▶ _Prompt_
Pick out each line of the entries below that contains the word "marker", and copy those lines.

________

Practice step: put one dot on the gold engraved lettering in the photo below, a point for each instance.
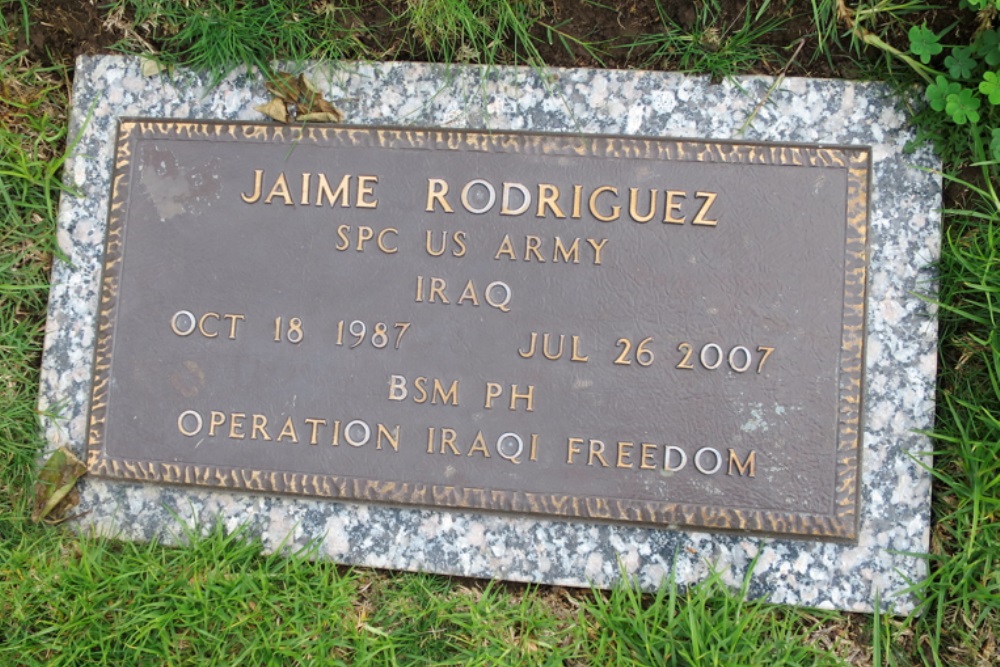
(571, 252)
(548, 195)
(304, 201)
(672, 206)
(528, 397)
(748, 467)
(506, 248)
(288, 431)
(437, 189)
(259, 425)
(315, 424)
(366, 192)
(646, 461)
(215, 419)
(342, 192)
(699, 218)
(437, 290)
(479, 445)
(572, 448)
(280, 189)
(596, 451)
(552, 356)
(236, 425)
(381, 241)
(493, 390)
(420, 385)
(458, 239)
(345, 242)
(624, 455)
(505, 208)
(450, 396)
(530, 352)
(592, 204)
(633, 209)
(365, 234)
(258, 182)
(233, 319)
(469, 294)
(448, 436)
(531, 244)
(201, 325)
(598, 247)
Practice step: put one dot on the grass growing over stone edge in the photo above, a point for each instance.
(70, 600)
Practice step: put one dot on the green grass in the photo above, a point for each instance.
(32, 140)
(77, 600)
(711, 46)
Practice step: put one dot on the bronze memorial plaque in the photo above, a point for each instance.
(656, 331)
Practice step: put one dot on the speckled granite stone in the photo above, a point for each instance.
(899, 391)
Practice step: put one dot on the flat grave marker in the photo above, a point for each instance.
(557, 348)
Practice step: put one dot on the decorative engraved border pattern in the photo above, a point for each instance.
(840, 524)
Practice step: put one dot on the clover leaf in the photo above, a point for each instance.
(960, 63)
(963, 107)
(989, 47)
(990, 86)
(938, 92)
(924, 43)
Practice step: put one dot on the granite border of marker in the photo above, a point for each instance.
(900, 366)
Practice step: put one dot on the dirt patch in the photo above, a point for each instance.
(60, 30)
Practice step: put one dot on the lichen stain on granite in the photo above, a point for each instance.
(904, 239)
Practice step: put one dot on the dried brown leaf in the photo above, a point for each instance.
(276, 109)
(54, 492)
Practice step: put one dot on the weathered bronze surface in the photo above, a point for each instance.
(654, 331)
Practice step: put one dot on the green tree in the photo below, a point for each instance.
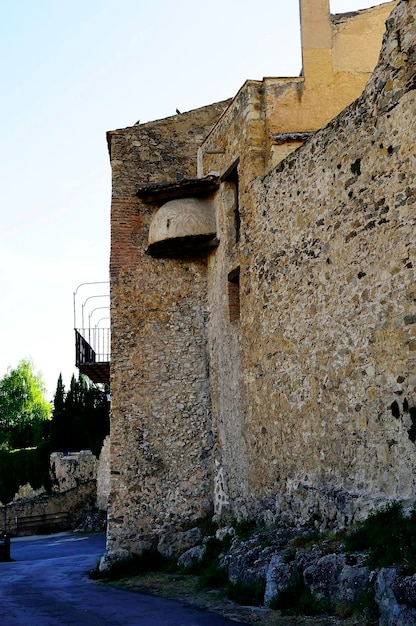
(80, 417)
(24, 412)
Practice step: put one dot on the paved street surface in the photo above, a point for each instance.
(48, 585)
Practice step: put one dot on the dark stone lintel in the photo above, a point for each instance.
(280, 138)
(188, 187)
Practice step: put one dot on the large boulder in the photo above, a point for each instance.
(393, 608)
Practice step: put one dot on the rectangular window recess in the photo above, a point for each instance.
(231, 176)
(234, 295)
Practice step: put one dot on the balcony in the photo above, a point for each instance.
(92, 353)
(92, 336)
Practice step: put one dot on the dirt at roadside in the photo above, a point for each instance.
(186, 589)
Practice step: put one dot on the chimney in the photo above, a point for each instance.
(315, 28)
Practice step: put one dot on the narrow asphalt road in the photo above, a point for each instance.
(48, 585)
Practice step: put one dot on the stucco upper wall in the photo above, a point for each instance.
(339, 53)
(335, 67)
(357, 38)
(329, 242)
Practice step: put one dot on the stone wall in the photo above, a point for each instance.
(73, 503)
(70, 470)
(273, 375)
(103, 476)
(328, 309)
(161, 441)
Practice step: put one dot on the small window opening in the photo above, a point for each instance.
(234, 295)
(231, 176)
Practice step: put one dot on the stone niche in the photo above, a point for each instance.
(181, 224)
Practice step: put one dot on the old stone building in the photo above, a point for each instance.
(263, 293)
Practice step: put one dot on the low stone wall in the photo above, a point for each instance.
(73, 502)
(71, 470)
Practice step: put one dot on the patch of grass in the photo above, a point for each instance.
(388, 536)
(299, 600)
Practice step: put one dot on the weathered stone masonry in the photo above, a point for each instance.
(329, 282)
(161, 420)
(268, 370)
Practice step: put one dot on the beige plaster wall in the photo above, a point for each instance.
(327, 328)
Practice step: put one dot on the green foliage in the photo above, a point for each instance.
(24, 412)
(299, 600)
(211, 573)
(80, 417)
(388, 536)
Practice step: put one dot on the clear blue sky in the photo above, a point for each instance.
(70, 71)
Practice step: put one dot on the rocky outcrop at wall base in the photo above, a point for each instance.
(339, 582)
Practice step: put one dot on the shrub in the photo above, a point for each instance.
(388, 536)
(299, 600)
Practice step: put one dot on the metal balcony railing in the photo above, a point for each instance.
(92, 353)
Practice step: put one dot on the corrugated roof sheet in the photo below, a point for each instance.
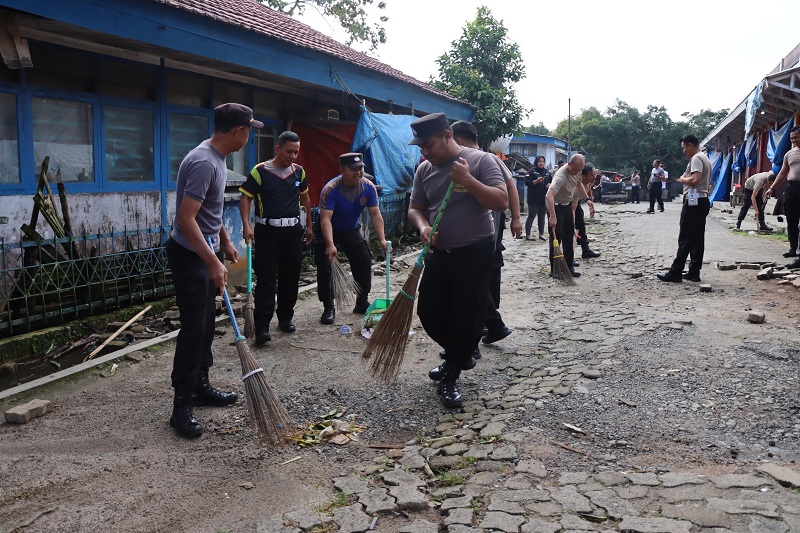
(258, 18)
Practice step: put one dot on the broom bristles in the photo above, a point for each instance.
(561, 271)
(390, 338)
(343, 286)
(263, 404)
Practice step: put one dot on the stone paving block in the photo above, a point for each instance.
(676, 479)
(537, 525)
(498, 521)
(742, 481)
(419, 526)
(459, 516)
(654, 525)
(697, 514)
(783, 475)
(615, 506)
(744, 507)
(759, 524)
(409, 498)
(377, 501)
(352, 484)
(352, 519)
(24, 413)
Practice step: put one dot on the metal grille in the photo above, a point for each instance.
(48, 282)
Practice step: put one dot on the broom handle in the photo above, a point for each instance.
(249, 267)
(388, 260)
(421, 259)
(228, 303)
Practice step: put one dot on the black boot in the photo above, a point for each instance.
(183, 420)
(205, 394)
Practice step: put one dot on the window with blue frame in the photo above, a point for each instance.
(9, 144)
(185, 132)
(63, 130)
(129, 144)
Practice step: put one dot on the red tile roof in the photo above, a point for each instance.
(258, 18)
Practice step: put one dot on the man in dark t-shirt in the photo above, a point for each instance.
(277, 187)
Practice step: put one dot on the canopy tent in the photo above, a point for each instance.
(383, 139)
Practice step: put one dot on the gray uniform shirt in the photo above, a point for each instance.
(202, 176)
(465, 221)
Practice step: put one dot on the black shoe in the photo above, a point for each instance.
(205, 394)
(449, 393)
(497, 335)
(328, 315)
(361, 308)
(263, 337)
(476, 354)
(182, 419)
(668, 277)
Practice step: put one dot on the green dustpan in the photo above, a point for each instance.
(376, 310)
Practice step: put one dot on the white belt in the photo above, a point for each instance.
(279, 222)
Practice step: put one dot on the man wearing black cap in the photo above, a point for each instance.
(278, 188)
(341, 203)
(452, 292)
(197, 271)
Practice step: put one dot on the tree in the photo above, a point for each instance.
(538, 129)
(482, 68)
(351, 15)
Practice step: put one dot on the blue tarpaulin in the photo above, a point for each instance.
(778, 144)
(383, 139)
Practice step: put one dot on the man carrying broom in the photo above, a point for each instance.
(454, 286)
(197, 271)
(341, 202)
(566, 181)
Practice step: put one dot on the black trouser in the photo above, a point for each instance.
(565, 233)
(452, 298)
(580, 225)
(691, 237)
(748, 202)
(195, 294)
(791, 207)
(655, 196)
(358, 254)
(537, 210)
(278, 252)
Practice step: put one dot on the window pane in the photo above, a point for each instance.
(9, 146)
(129, 144)
(62, 129)
(185, 132)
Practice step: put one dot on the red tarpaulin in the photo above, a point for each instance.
(320, 148)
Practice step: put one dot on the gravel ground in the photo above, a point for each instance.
(685, 383)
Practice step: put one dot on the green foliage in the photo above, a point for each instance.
(351, 15)
(623, 138)
(482, 68)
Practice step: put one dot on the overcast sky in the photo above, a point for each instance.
(685, 56)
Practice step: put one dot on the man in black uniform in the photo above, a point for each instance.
(453, 290)
(278, 187)
(341, 203)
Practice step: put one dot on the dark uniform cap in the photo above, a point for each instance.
(230, 115)
(352, 160)
(428, 126)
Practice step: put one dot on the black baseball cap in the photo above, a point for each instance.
(231, 115)
(352, 160)
(428, 126)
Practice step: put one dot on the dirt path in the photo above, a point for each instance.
(689, 385)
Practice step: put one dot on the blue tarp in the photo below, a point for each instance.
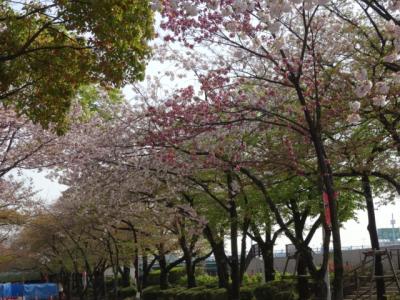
(29, 291)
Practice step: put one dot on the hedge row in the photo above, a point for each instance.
(277, 290)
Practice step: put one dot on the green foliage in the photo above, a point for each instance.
(252, 280)
(201, 280)
(277, 290)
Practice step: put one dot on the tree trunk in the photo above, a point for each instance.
(325, 170)
(373, 234)
(191, 277)
(335, 224)
(163, 272)
(234, 261)
(126, 276)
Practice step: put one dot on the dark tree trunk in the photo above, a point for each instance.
(126, 276)
(373, 234)
(268, 259)
(218, 249)
(243, 249)
(302, 281)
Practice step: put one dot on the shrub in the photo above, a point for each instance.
(279, 290)
(125, 292)
(255, 279)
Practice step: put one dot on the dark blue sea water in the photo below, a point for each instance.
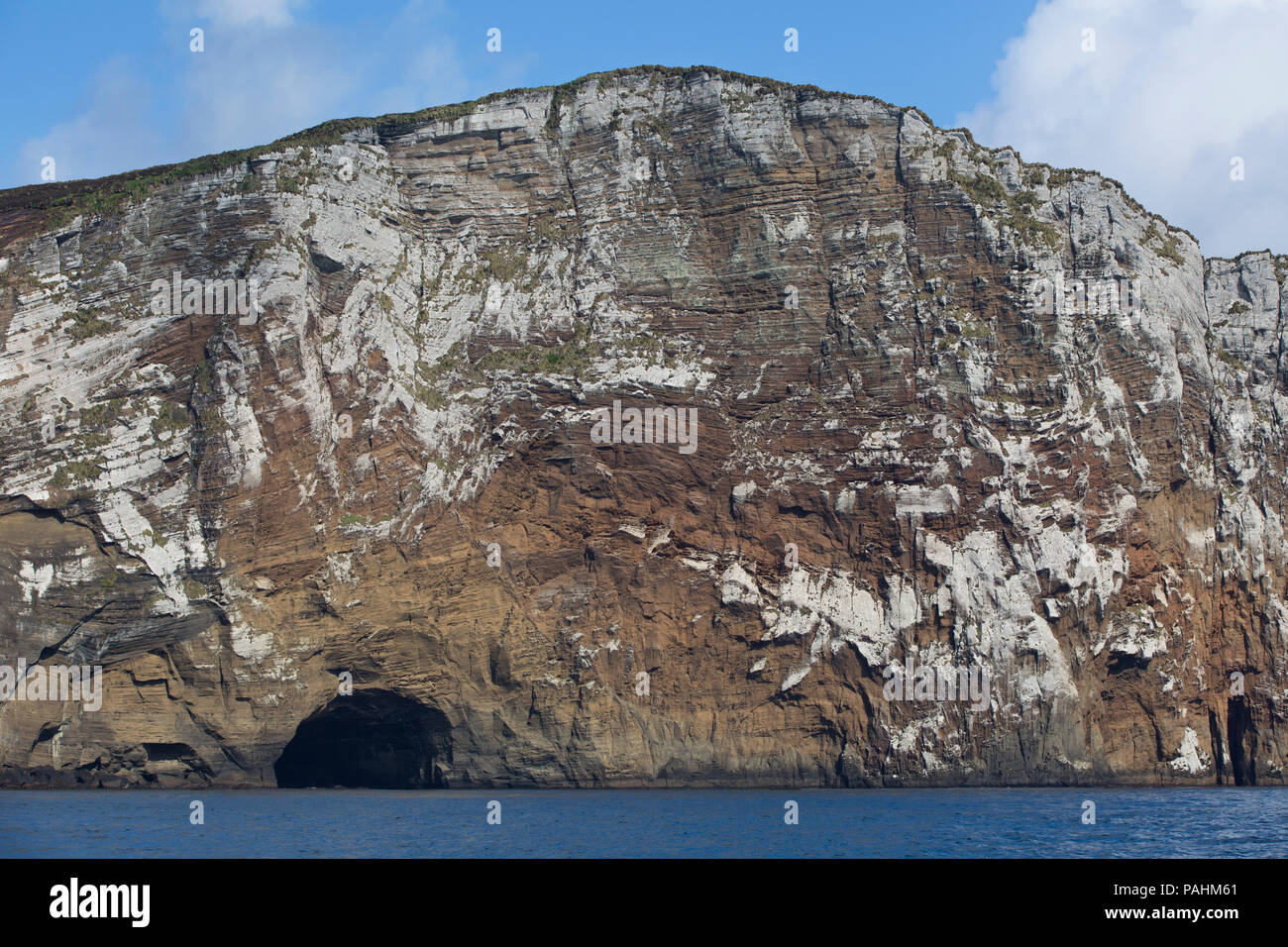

________

▶ _Reply_
Practice step: put one dot on the flat grave marker in the photo above, a point for each instance.
Practice step: put one dot on the granite border of marker in the photo above, a point for each instance.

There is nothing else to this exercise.